JOB
Copy out the listing from the line containing "Would you please pick out the fork" down to the line containing "point(1230, 790)", substituting "fork prong" for "fork tine" and leaving everything else unchanged.

--- DATA SHOWN ---

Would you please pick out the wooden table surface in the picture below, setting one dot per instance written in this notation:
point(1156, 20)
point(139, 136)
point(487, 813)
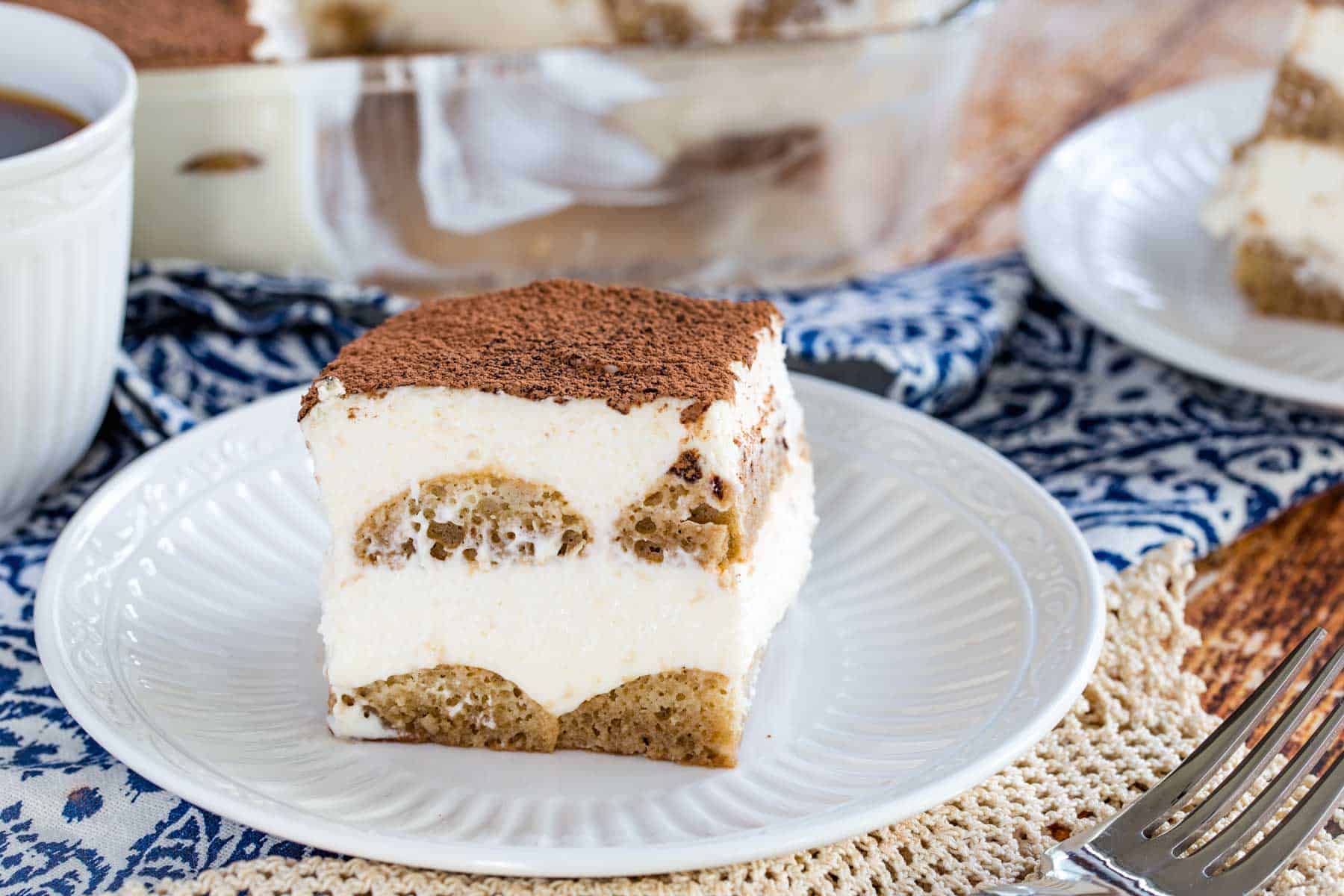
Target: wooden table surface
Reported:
point(1051, 66)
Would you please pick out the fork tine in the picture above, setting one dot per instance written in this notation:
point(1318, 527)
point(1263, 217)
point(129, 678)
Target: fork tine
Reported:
point(1174, 791)
point(1281, 845)
point(1246, 825)
point(1230, 790)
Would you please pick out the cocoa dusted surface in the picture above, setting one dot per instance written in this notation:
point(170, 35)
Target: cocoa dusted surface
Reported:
point(561, 339)
point(164, 34)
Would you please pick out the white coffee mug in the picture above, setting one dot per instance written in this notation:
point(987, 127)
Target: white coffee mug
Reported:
point(65, 240)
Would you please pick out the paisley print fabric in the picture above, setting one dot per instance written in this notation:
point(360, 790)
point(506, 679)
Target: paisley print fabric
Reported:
point(1139, 454)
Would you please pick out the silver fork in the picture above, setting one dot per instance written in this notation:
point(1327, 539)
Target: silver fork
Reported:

---

IN RESPONSE
Would you please pick out the fork prong in the picture above, setting one dot per instance written in this notation:
point(1318, 527)
point(1263, 217)
point(129, 678)
Target: fork prong
Reported:
point(1174, 791)
point(1281, 845)
point(1246, 825)
point(1230, 790)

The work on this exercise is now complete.